What you should do
Filter the listing down to the lines containing the word "below".

——————————

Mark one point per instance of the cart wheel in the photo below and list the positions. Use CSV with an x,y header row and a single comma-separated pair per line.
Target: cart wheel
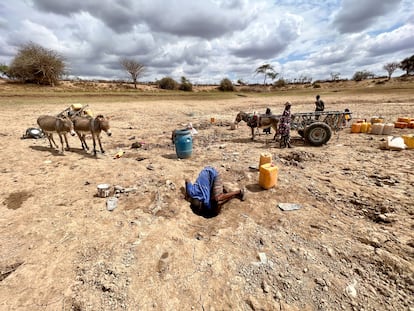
x,y
318,133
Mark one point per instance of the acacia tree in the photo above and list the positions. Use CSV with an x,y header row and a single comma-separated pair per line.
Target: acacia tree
x,y
408,64
134,68
34,63
390,68
3,70
268,71
335,76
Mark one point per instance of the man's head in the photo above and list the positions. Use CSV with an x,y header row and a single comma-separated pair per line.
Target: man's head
x,y
196,204
287,105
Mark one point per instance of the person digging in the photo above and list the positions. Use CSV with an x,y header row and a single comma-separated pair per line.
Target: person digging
x,y
207,194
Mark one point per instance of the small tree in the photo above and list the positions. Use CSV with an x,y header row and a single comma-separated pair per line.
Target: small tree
x,y
34,63
241,82
4,70
134,68
167,83
390,68
185,85
226,85
335,76
268,71
408,64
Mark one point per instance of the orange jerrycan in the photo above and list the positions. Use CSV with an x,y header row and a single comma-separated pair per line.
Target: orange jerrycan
x,y
268,175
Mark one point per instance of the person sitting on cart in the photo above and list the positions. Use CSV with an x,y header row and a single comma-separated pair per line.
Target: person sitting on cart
x,y
207,194
268,130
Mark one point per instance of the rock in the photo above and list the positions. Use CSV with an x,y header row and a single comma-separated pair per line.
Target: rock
x,y
265,287
351,290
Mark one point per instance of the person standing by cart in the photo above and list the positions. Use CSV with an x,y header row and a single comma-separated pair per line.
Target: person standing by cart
x,y
319,105
284,127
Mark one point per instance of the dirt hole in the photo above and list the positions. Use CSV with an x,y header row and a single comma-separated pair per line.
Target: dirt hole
x,y
16,199
7,270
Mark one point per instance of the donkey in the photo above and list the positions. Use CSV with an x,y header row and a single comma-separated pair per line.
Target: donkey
x,y
262,121
61,125
94,126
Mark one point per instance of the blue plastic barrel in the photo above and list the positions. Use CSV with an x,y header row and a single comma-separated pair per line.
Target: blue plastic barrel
x,y
183,142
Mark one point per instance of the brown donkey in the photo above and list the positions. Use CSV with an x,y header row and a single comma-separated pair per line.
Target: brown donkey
x,y
94,126
61,125
260,121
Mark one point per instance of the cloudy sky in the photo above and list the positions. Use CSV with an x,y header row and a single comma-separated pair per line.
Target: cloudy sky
x,y
208,40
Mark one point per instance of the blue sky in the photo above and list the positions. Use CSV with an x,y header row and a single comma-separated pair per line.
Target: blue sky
x,y
209,40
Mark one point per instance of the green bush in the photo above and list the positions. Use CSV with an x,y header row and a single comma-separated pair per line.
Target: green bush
x,y
226,85
362,75
167,83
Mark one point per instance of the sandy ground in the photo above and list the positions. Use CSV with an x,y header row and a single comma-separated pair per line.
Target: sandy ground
x,y
349,247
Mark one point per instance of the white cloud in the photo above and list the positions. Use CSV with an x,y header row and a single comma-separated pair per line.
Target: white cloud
x,y
212,39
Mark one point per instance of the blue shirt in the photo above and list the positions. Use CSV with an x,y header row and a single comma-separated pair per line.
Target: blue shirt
x,y
201,189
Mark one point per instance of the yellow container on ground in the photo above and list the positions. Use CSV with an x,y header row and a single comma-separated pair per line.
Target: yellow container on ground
x,y
387,130
377,120
268,175
76,106
377,128
364,127
409,140
265,157
356,127
404,119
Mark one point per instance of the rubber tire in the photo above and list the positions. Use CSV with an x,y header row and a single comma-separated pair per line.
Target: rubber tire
x,y
318,133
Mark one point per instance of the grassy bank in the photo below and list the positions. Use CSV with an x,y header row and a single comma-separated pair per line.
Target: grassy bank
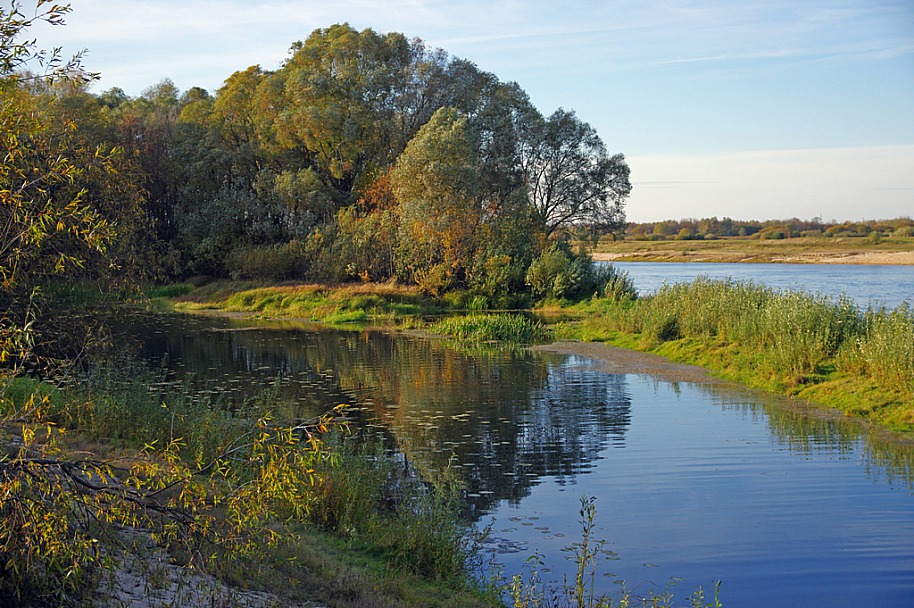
x,y
111,472
827,351
110,467
351,303
810,347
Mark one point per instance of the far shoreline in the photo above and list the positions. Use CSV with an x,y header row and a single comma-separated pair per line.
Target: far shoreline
x,y
875,258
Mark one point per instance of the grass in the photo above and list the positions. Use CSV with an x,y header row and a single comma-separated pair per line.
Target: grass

——————————

Answer to this exercise
Mark one point per instance of the cart wheel in the photo below and list the positions. Use CSV with an x,y header row and a single comma-separated pair per line.
Mark one point per instance of the grassy bank in the photo below and list the positions. Use CSV with an x,y header row and a single comma-separated pair per line.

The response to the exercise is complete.